=== Begin Enclosure ===

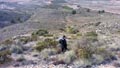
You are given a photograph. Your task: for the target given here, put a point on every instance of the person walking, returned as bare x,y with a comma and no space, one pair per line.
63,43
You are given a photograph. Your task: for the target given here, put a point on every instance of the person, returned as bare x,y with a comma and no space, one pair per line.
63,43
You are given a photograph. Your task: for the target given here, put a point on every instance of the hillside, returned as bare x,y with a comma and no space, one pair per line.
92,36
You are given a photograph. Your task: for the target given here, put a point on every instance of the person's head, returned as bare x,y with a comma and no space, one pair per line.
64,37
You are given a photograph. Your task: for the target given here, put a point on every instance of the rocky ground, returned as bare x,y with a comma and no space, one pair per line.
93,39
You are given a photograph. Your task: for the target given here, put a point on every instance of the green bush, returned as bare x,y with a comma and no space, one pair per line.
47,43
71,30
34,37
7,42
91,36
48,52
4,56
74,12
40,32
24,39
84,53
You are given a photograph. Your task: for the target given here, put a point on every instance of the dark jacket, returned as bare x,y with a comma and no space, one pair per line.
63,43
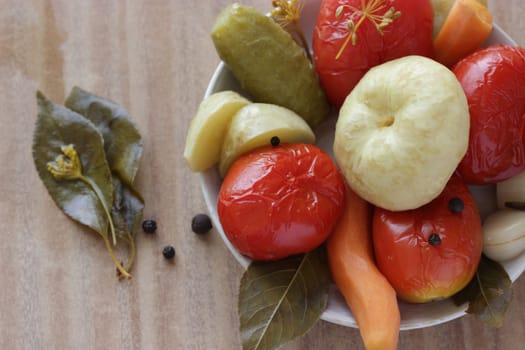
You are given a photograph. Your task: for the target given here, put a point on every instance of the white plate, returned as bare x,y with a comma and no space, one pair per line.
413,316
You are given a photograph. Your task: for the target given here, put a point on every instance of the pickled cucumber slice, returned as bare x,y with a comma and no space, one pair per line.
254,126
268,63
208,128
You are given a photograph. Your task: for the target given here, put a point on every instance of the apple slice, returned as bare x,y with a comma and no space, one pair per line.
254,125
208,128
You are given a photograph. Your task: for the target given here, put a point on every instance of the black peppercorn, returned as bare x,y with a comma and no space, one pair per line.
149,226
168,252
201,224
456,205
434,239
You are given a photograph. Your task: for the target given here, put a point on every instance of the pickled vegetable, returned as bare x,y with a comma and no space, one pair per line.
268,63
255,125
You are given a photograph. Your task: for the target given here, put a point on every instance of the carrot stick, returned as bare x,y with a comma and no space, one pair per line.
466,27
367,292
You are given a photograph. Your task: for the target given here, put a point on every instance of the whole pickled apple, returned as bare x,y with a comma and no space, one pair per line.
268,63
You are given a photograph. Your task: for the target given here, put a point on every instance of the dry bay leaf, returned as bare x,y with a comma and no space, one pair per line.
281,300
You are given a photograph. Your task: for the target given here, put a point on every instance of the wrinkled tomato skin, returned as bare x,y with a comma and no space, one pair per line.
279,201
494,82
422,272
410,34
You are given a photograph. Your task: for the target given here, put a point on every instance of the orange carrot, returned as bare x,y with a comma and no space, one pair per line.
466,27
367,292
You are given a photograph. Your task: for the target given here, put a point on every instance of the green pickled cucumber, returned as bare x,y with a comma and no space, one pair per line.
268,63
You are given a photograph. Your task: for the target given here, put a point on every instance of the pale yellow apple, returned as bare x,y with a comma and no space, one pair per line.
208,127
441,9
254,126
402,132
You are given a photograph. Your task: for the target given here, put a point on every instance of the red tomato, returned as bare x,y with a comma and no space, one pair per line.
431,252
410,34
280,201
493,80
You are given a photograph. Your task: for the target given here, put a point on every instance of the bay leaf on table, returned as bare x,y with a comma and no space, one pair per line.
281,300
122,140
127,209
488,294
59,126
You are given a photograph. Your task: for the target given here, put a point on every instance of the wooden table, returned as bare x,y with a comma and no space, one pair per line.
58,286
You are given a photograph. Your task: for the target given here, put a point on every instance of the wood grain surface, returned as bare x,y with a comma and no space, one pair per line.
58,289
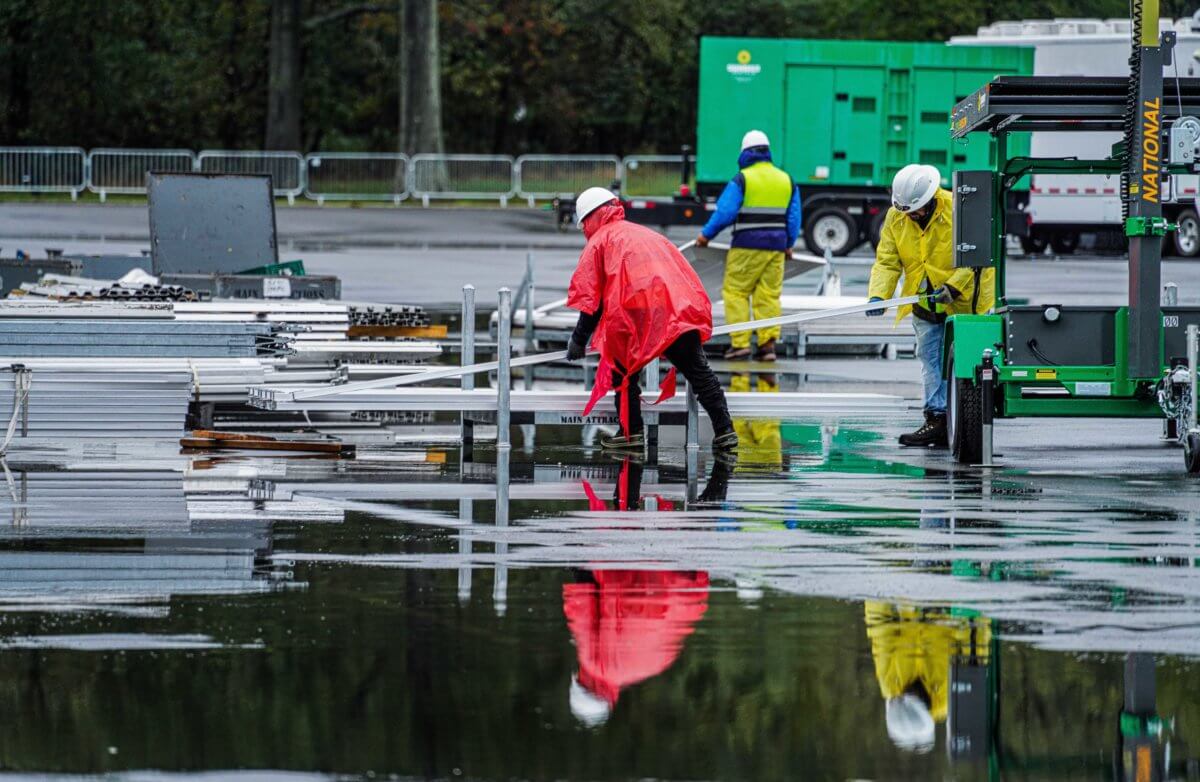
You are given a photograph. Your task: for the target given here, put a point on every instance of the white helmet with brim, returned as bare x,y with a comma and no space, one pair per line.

=== End Enclosure ===

Repeat each record verbatim, pictures excluded.

● Response to the task
You are given a photograph. Your task: for the target given here, put a point on every instance of the person walking, returned as bare x,y with a comma and no space, one pair per line.
63,43
You are given a photograph. Your task: for the target given here, put a point on every instance of the person, returned as bare x,y with a comma and no space, one pair per line.
63,43
You are given a photograph. Your task: for the target given here, put a point on every instance of the hillside, returned as bare x,y with a comma and no space, one pair per line.
92,36
You are given a photograph. Your task: for the target given here, put a point on every instance of the person's head, returned as bare x,y with a comma and no space, one pair per line.
64,37
You are given a photograph. Your task: for the target given here, put a point on every instance of the rocky ground, returned as bare x,y with a comma and no space, one pair per line.
93,39
You are given a photograph. Your task: for the target given here, put a point on every instance of the green bush, returned as bare x,y with a comma and no space, one pair per line.
47,43
71,30
34,37
7,42
91,36
48,52
4,56
74,12
40,32
24,39
84,53
You are given a photograph. Your task: for the target given here, put a point on every instance of the dark jacket, returned as bare x,y with a comma and no space, one pair per line.
63,43
You are given a photograph. Your task: for the target given here, put a point on every instance of the white plate, returned as bare x,y with a comma and no space, one pair per line.
413,316
You are given a photograph. Your task: for the target given here, put a point on every instance of the pickled cucumber slice, returned as bare x,y with a comma and no space, one pair per line.
254,126
268,63
208,128
You are given a photograph. Your task: for the target given here, put a point on every instance of the apple slice, returned as bare x,y with a comma and no space, one pair per line.
254,125
208,128
You are given a photograph. Your task: for the target given here, put a point on every instance of the black peppercorn, returned as bare x,y with a comma and no space, one pair per line.
149,226
168,252
201,224
456,205
434,239
You are given a photograph. Your task: for the target given here, put a point on every instance of the pickled vegetable, returned as bare x,y with a comma and no space, one pair per line.
268,63
255,125
You are given a photograph. Your task: for the target given here, put a point on every instance of the carrot stick, returned as bare x,y with a comma and no space, one pair per line.
466,27
367,292
You are given a photograph. Your task: for the target given here, put a point on every instance of the whole pickled apple, returned as bare x,y with a comma and no space, one pair per line.
268,63
You are given a photograph. Your task: for the target given here, put a point on every instance of the dry bay leaf, returned as bare x,y with a comma and no space, one pair per line.
281,300
You are given a photograph. Your task: for the target given here, put a point on every instance of the wrinkled tomato skin, returned as bare x,y with a comma and no space, one pair per line.
279,201
494,82
422,272
410,34
You are given a photograph. Your task: for the target given here, put a point on every instance of the orange carrot, returned as bare x,y with a comma and no space, one pair per line.
466,27
367,292
You are given a photograph. Your task: for the target given here, put a point on every instance of the green pickled cucumber, returned as bare x,y with a comma and no space, one pair per line.
268,63
You are given a photograph. Your task: for the target given here, put a point on every instance of the pale yellow apple, returned as bare x,y with a comma and no space, one pair per line.
208,127
441,9
254,126
402,132
You are given a photograph. Your task: for the target given here, put a point on every instance of the red tomato, returned as bare x,y with a comma and no space, one pair per line.
431,252
410,34
280,201
493,80
You are given a photograph. Your task: for the target given here, put a point on every instance of the bay leaf on table, returned as bare x,y with a comma and no space, one pair per line.
281,300
122,140
127,209
488,294
59,126
You are given a photograph. Your task: for the target given here, put a point on every instance of the wooden table, returned as bare x,y with a comma and no space, one pair per line.
58,286
You are given a photograph. Your task: for the target given here, put a point on every instance of the wood grain surface, returned as bare x,y with a comma and no space, one pair per line.
58,289
You are given a photograph. Your task: for the target given here, put a point on every instance of the white helmet with brim, returned as bare x,y with a comma and no space, one pair per line.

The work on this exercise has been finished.